__What to produce__.
Reproduce every line of the records below, swapping "positive clicks" for "foreground clicks" and leaving everything else untouched.

*** Opening Extracted information ***

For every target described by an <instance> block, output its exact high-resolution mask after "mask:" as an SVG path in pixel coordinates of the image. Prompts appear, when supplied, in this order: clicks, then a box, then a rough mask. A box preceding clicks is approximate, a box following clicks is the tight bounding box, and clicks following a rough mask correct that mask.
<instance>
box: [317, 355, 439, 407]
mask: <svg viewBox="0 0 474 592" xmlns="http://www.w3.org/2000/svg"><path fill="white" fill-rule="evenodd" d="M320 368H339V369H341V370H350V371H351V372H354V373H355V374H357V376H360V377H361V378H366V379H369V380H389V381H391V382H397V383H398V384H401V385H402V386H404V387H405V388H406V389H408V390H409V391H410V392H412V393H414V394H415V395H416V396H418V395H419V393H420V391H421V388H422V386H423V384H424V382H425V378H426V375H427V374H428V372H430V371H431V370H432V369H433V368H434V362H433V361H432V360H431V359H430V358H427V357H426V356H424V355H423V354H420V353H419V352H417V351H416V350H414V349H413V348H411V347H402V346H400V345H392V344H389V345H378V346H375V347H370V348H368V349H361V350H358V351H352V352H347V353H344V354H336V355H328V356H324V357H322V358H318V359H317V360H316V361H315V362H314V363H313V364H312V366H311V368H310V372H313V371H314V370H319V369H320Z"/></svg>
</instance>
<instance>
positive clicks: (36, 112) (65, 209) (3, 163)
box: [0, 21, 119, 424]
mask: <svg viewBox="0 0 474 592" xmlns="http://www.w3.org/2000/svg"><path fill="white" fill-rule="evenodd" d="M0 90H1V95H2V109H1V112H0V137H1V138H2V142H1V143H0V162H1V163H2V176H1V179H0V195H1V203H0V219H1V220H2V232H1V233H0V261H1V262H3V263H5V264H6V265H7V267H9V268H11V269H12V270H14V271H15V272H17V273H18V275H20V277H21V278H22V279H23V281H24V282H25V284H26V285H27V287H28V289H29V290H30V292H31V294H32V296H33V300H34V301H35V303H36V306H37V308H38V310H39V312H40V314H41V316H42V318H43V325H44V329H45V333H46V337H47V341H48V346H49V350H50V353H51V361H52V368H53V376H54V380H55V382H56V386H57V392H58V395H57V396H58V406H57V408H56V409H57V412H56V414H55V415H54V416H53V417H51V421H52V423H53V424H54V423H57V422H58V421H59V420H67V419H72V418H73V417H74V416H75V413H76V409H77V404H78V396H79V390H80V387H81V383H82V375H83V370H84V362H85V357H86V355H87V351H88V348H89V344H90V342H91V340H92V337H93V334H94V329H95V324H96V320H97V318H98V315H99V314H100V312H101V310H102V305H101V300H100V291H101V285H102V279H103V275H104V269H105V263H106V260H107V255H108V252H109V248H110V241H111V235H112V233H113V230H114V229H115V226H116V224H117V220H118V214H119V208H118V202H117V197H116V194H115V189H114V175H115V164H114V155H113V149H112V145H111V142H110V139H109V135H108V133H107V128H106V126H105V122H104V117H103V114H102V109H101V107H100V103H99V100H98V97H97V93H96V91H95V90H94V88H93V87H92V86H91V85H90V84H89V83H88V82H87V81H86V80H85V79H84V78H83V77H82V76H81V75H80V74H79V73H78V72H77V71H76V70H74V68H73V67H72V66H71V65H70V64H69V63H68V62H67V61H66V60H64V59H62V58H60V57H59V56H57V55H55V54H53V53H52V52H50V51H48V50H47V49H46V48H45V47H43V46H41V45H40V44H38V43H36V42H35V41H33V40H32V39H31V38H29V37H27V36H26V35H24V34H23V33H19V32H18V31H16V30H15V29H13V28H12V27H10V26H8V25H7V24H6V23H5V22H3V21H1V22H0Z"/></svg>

*** Closing Extracted information ***

__Exercise answer__.
For every target described by an <instance> block, output its exact high-resolution mask after "mask:" as an SVG path in pixel coordinates of the image. Prompts appear, when supplied, in this order: clicks, then a box, then a rough mask. A box preceding clicks is approximate, a box following clicks is the tight bounding box, and clicks following a rough mask correct that mask.
<instance>
box: [317, 355, 439, 407]
mask: <svg viewBox="0 0 474 592" xmlns="http://www.w3.org/2000/svg"><path fill="white" fill-rule="evenodd" d="M320 368H339V369H341V370H350V371H351V372H354V373H355V374H357V376H360V377H361V378H366V379H369V380H389V381H391V382H397V383H398V384H401V385H402V386H404V387H405V388H406V389H408V390H409V391H410V392H412V393H414V394H415V395H416V396H418V395H419V393H420V391H421V388H422V386H423V384H424V382H425V378H426V375H427V374H428V372H430V371H431V370H432V369H433V368H434V362H433V361H432V360H431V359H430V358H427V357H426V356H424V355H423V354H420V353H419V352H417V351H416V350H414V349H413V348H411V347H402V346H400V345H392V344H389V345H378V346H375V347H370V348H368V349H361V350H358V351H352V352H347V353H344V354H336V355H328V356H324V357H322V358H318V359H317V360H316V361H315V362H314V363H313V364H312V366H311V368H310V372H313V371H314V370H319V369H320Z"/></svg>
</instance>
<instance>
foreground clicks: (36, 112) (65, 209) (3, 163)
box: [0, 21, 119, 424]
mask: <svg viewBox="0 0 474 592" xmlns="http://www.w3.org/2000/svg"><path fill="white" fill-rule="evenodd" d="M0 90H1V95H2V109H1V112H0V137H1V138H2V142H1V143H0V162H1V163H2V176H1V179H0V195H1V203H0V219H1V220H2V232H1V233H0V261H1V262H3V263H5V264H6V265H7V267H9V268H11V269H12V270H14V271H15V272H17V273H18V275H20V277H21V278H22V279H23V281H24V282H25V284H26V285H27V287H28V289H29V290H30V292H31V294H32V296H33V300H34V301H35V303H36V306H37V308H38V310H39V312H40V314H41V316H42V318H43V325H44V329H45V333H46V337H47V341H48V346H49V350H50V353H51V361H52V368H53V376H54V380H55V382H56V386H57V392H58V395H57V396H58V406H57V408H56V409H57V412H56V414H55V415H54V416H53V417H51V421H52V423H53V424H54V423H57V422H58V421H59V420H67V419H72V418H73V417H74V416H75V413H76V409H77V404H78V396H79V390H80V387H81V383H82V375H83V370H84V362H85V357H86V355H87V351H88V348H89V344H90V342H91V340H92V337H93V334H94V329H95V324H96V320H97V318H98V315H99V314H100V312H101V310H102V305H101V300H100V291H101V285H102V279H103V275H104V269H105V263H106V260H107V255H108V252H109V248H110V241H111V235H112V233H113V230H114V229H115V226H116V224H117V220H118V214H119V208H118V202H117V197H116V194H115V189H114V175H115V164H114V155H113V149H112V145H111V142H110V139H109V135H108V133H107V128H106V126H105V122H104V117H103V114H102V109H101V107H100V103H99V100H98V97H97V93H96V91H95V90H94V88H93V87H92V86H91V85H90V84H89V83H88V82H87V81H86V80H85V79H84V78H83V77H82V76H81V75H80V74H79V73H78V72H77V71H76V70H74V68H73V67H72V66H71V65H70V64H69V63H68V62H67V61H66V60H64V59H62V58H60V57H59V56H57V55H55V54H53V53H52V52H50V51H48V50H47V49H46V48H45V47H43V46H41V45H40V44H38V43H36V42H35V41H33V40H32V39H31V38H29V37H27V36H26V35H24V34H23V33H19V32H18V31H16V30H15V29H13V28H12V27H10V26H8V25H7V24H6V23H5V22H3V21H1V22H0Z"/></svg>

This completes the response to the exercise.